▸ **AUSGANGSTEXT**
Flüchtlinge in der Grenzregion zwischen Tschad und Darfur

 

Das Regime von Idriss Déby Itno gilt als eines der korruptesten der Welt. Déby übernahm 1990 mit Hilfe Frankreichs, der USA und Libyens in einem vom Sudan aus lancierten Feldzug die Macht im Land. Über 25’000 BürgerInnen seines Landes liess Déby laut Menschenrechtsorganisationen seither umbringen. Immer wieder wurde er mit Aufständen in verschiedenen Teilen des Landes konfrontiert, die er bisher mit militärischen Mitteln niedergeschlagen hat. Im April letzten Jahres eilte die französische Armee zu Hilfe, um einen Vorstoss der «Front Uni pour le Changement et la Démocratie» (FUC) in die Hauptstadt N’Djamena zu verhindern. Seit September 2006 kommt es im Osten des Landes immer wieder zu blutigen Auseinandersetzungen. Ein Ende des Bürgerkriegs ist nicht abzusehen.

Asylbehörden: «Die Lage ist ruhig»

▸ **AUFGABEN**
A) Übersetze den Satz „Ein Ende des Bürgerkriegs ist nicht abzusehen.“ aus dem Text über den Tschad ins Englische.
B) Gib den Text über den Tschad von „Das Regime von“ bis einschließlich „ist nicht abzusehen.“ wieder und benenne dabei „Sudan“ in „Nachbarland“ um.
C) Führe den Text über den Tschad im Anschluss an seinen letzten Satz weiter.
Die Einträge stammen aus einer anderen Quelle.

▸ **VORLIEGENDE EINTRÄGE**

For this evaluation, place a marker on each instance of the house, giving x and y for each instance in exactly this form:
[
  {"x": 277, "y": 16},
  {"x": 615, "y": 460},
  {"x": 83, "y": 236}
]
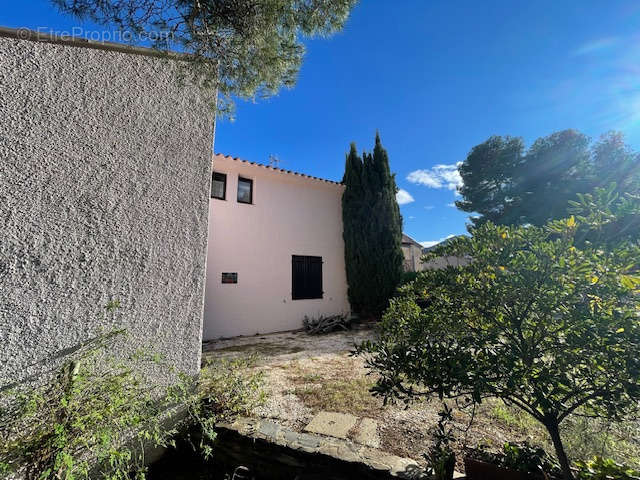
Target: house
[
  {"x": 412, "y": 251},
  {"x": 276, "y": 251},
  {"x": 446, "y": 260}
]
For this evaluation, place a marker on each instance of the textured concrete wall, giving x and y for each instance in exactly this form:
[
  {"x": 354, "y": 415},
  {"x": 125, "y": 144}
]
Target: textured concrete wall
[
  {"x": 104, "y": 193},
  {"x": 290, "y": 215}
]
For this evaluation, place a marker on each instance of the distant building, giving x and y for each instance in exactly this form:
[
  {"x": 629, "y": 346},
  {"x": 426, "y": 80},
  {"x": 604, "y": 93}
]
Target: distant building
[
  {"x": 444, "y": 261},
  {"x": 412, "y": 251}
]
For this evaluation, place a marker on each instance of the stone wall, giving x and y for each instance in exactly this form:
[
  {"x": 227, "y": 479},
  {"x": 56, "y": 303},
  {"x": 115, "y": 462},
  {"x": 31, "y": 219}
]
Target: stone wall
[{"x": 104, "y": 195}]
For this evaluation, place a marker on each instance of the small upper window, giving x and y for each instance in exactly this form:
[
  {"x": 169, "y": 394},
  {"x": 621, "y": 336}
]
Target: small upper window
[
  {"x": 245, "y": 190},
  {"x": 218, "y": 185}
]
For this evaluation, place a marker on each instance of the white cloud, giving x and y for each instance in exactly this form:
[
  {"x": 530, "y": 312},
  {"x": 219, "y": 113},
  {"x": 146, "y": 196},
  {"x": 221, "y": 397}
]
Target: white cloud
[
  {"x": 431, "y": 243},
  {"x": 403, "y": 197},
  {"x": 440, "y": 176}
]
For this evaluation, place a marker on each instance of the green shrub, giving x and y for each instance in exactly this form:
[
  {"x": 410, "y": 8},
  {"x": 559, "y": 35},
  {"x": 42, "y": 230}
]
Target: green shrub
[
  {"x": 605, "y": 468},
  {"x": 96, "y": 416}
]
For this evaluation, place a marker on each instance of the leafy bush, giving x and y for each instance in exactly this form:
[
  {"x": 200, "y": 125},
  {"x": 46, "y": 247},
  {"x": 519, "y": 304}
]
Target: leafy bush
[
  {"x": 605, "y": 468},
  {"x": 226, "y": 388},
  {"x": 97, "y": 415},
  {"x": 541, "y": 319},
  {"x": 527, "y": 458}
]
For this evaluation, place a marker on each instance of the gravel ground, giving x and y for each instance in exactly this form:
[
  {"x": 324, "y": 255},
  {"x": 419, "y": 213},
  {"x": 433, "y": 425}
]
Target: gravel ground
[{"x": 305, "y": 374}]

▸ **LÖSUNGEN**
A) An end to the civil war is not in sight.

B)
Das Regime von Idriss Déby Itno gilt als eines der korruptesten der Welt. Déby übernahm 1990 mit Hilfe Frankreichs, der USA und Libyens in einem vom Nachbarland aus lancierten Feldzug die Macht im Land. Über 25’000 BürgerInnen seines Landes liess Déby laut Menschenrechtsorganisationen seither umbringen. Immer wieder wurde er mit Aufständen in verschiedenen Teilen des Landes konfrontiert, die er bisher mit militärischen Mitteln niedergeschlagen hat. Im April letzten Jahres eilte die französische Armee zu Hilfe, um einen Vorstoss der «Front Uni pour le Changement et la Démocratie» (FUC) in die Hauptstadt N’Djamena zu verhindern. Seit September 2006 kommt es im Osten des Landes immer wieder zu blutigen Auseinandersetzungen. Ein Ende des Bürgerkriegs ist nicht abzusehen.

C)
Besonders stossend: Die Schweiz schreckt nicht einmal davor zurück, Flüchtlinge in genau die Region auszuschaffen, in der die Pilatus-Flugzeuge Kampfeinsätze fliegen. Der GSoA-Zitig ist der Fall eines jungen Mannes aus dem Osten des Tschad bekannt, dessen Asylgesuch mit der Begründung abgelehnt wurde, im Tschad sei es seit dem gescheiterten Angriff der Rebellen auf N’Djamena «ruhig». Der Tschader ist politisch verfolgt und hat sich zudem durch seine Abwesenheit der Wehrpflicht entzogen. Eine Beschwerde ist zur Zeit noch hängig, mittlerweile wurde immerhin aufschiebende Wirkung gewährt. Doch wäre der Mann nicht vorübergehend untergetaucht, so wäre er wohl bereits in den Tschad ausgeschafft worden.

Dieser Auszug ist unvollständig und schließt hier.